> WORK TASK: The answer must consist of every line in the data that contains "given".

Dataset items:
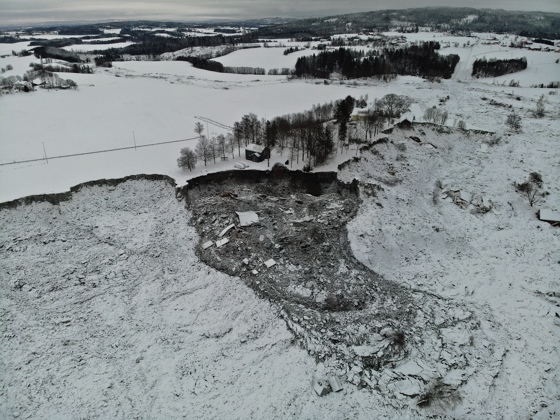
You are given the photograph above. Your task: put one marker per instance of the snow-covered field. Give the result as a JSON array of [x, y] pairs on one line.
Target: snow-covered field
[[107, 311], [267, 58], [92, 47]]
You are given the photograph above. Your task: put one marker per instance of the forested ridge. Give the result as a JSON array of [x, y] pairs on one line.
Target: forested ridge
[[530, 24], [422, 60], [494, 67]]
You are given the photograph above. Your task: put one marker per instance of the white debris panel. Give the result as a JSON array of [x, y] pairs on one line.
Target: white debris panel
[[247, 218], [226, 230], [222, 242]]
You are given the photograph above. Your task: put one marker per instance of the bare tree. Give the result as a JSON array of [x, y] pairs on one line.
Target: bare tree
[[531, 188], [221, 144], [513, 121], [539, 112], [230, 144], [214, 148], [187, 160], [203, 149], [198, 129]]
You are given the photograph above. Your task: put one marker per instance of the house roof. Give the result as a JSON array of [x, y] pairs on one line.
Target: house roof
[[258, 148], [549, 215]]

> TASK SOLUTION:
You are given the photograph above. Your task: put one marker per instance of the snow-covered field. Give the result as a JSON array of [x, y] pairs on one line.
You are given the photograph above. Your task: put one marker per instance of the forested ridge. Give the result as a JSON array of [x, y] pairs on one line.
You are given the photograph above. Your task: put one marker per instance of the white debris panel. Give the result as a JSON array of [x, y] pairs on one line.
You are given the photograph above. Your task: put one marker per instance of the bare tree. Give the result as a JSON array of [x, y] pairs on one line.
You are given the photograph above. Your task: put one marker per instance of the house roof. Give the result as a JSON array of [x, y] pairs on one line.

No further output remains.